[Point labeling dataset excerpts]:
------

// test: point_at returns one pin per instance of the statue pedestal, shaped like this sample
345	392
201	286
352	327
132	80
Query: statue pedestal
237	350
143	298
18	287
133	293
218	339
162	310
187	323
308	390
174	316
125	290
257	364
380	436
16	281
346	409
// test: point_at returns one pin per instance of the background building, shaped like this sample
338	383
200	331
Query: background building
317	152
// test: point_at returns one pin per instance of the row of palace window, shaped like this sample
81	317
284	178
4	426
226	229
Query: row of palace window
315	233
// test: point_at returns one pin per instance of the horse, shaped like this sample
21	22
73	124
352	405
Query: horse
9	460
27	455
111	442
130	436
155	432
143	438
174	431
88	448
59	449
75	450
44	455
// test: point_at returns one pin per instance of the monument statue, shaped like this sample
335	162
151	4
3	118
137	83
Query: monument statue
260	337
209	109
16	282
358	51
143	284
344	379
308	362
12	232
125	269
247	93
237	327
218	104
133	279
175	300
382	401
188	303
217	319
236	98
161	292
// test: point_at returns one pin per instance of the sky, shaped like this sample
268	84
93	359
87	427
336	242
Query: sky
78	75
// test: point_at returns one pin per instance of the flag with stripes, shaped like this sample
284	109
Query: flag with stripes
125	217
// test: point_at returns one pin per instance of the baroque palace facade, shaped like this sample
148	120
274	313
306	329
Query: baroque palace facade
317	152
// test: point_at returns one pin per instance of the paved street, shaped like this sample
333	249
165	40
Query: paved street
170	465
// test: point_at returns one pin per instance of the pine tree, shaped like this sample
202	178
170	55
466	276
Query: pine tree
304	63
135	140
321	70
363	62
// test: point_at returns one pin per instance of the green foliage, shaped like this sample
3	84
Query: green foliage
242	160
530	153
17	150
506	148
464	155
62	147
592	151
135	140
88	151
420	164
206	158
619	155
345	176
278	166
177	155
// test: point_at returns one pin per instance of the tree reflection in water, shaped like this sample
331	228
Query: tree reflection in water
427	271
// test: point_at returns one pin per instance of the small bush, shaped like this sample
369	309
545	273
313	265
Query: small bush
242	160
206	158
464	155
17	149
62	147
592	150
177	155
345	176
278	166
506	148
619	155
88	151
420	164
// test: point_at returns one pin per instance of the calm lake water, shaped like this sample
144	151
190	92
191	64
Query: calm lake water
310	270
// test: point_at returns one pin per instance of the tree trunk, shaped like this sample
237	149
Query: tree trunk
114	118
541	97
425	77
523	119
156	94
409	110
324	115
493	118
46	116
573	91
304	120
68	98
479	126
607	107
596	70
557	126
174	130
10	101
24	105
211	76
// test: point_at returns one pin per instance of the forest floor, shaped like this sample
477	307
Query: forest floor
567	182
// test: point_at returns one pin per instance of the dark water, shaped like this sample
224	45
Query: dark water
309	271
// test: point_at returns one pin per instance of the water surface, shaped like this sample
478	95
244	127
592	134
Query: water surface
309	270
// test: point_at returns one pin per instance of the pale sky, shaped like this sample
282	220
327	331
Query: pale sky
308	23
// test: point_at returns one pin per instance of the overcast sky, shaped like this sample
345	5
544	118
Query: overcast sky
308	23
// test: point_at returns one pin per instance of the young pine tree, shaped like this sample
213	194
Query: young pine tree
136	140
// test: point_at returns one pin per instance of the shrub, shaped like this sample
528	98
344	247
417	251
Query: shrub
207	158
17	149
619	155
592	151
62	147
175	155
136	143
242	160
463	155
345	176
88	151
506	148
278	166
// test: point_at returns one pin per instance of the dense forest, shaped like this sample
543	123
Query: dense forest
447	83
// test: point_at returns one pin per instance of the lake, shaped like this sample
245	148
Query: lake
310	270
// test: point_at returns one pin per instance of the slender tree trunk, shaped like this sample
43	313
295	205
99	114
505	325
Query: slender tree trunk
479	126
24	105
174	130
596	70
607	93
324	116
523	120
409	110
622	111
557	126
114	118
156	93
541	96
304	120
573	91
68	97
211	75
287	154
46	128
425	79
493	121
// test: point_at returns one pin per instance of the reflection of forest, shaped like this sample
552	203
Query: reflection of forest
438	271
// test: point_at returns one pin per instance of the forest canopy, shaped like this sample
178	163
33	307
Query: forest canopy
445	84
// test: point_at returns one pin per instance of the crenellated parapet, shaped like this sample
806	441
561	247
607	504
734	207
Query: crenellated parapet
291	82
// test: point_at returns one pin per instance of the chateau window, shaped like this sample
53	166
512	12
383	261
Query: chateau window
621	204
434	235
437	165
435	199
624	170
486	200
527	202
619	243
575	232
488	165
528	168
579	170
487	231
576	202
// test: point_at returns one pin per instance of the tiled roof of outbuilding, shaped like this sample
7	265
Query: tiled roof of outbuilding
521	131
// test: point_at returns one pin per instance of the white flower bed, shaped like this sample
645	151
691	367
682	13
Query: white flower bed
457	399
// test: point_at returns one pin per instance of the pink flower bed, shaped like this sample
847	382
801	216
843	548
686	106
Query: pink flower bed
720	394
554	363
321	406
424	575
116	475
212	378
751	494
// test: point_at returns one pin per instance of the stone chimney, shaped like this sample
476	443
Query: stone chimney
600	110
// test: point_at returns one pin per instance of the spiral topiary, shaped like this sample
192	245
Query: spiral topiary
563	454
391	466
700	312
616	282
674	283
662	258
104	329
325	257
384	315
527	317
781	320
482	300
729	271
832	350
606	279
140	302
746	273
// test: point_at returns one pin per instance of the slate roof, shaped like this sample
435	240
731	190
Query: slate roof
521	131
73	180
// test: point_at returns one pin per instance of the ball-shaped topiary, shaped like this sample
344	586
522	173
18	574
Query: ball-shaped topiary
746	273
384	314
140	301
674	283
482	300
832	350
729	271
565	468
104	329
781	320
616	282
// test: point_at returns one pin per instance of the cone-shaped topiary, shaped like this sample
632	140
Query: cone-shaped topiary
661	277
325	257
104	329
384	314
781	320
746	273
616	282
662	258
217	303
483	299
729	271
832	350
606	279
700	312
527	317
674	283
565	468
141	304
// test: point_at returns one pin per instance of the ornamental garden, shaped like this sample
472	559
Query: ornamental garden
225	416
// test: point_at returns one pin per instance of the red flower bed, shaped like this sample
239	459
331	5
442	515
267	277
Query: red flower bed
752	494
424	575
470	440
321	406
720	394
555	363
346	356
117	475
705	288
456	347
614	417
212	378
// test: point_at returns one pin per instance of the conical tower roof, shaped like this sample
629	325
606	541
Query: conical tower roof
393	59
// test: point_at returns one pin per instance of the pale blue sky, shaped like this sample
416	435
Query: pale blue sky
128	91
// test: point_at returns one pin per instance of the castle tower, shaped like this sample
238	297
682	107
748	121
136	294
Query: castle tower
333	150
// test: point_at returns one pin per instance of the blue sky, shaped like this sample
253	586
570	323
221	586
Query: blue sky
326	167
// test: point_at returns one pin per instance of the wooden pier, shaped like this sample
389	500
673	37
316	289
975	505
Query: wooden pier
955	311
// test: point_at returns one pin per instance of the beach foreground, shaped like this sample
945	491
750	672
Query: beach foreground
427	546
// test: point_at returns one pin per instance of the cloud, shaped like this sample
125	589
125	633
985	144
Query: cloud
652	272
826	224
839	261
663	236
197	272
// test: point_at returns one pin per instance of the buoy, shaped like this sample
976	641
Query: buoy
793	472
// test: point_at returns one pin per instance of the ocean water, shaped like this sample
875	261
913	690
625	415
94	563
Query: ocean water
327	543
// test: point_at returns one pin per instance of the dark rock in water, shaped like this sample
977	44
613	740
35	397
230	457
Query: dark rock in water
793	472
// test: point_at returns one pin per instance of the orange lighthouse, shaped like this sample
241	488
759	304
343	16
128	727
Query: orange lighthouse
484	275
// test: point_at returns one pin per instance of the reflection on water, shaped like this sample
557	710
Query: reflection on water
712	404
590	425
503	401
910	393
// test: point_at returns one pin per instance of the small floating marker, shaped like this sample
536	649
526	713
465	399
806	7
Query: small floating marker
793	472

------

Copy out the records word for word, starting at the line that contains "rock in water, shaped like this sample" and continuing through the last line of the records.

[The completed task]:
// test: point_at returns one pin per instance of the dark rock in water, shaped like this sample
977	44
613	740
35	397
230	457
Query: dark rock in water
793	472
// test: point_at returns one pin per instance of the orange lighthouse, shaped like this sample
241	488
759	304
343	16
128	727
Query: orange lighthouse
484	275
// test: point_at returns one pin per instance of the reflection on water, shaped like this sample
557	710
Query: reflection on water
712	404
590	425
503	401
910	393
// test: point_at returns one pin per instance of the small floating marker, shaped like this sample
536	649
526	713
465	399
806	7
Query: small floating marker
793	472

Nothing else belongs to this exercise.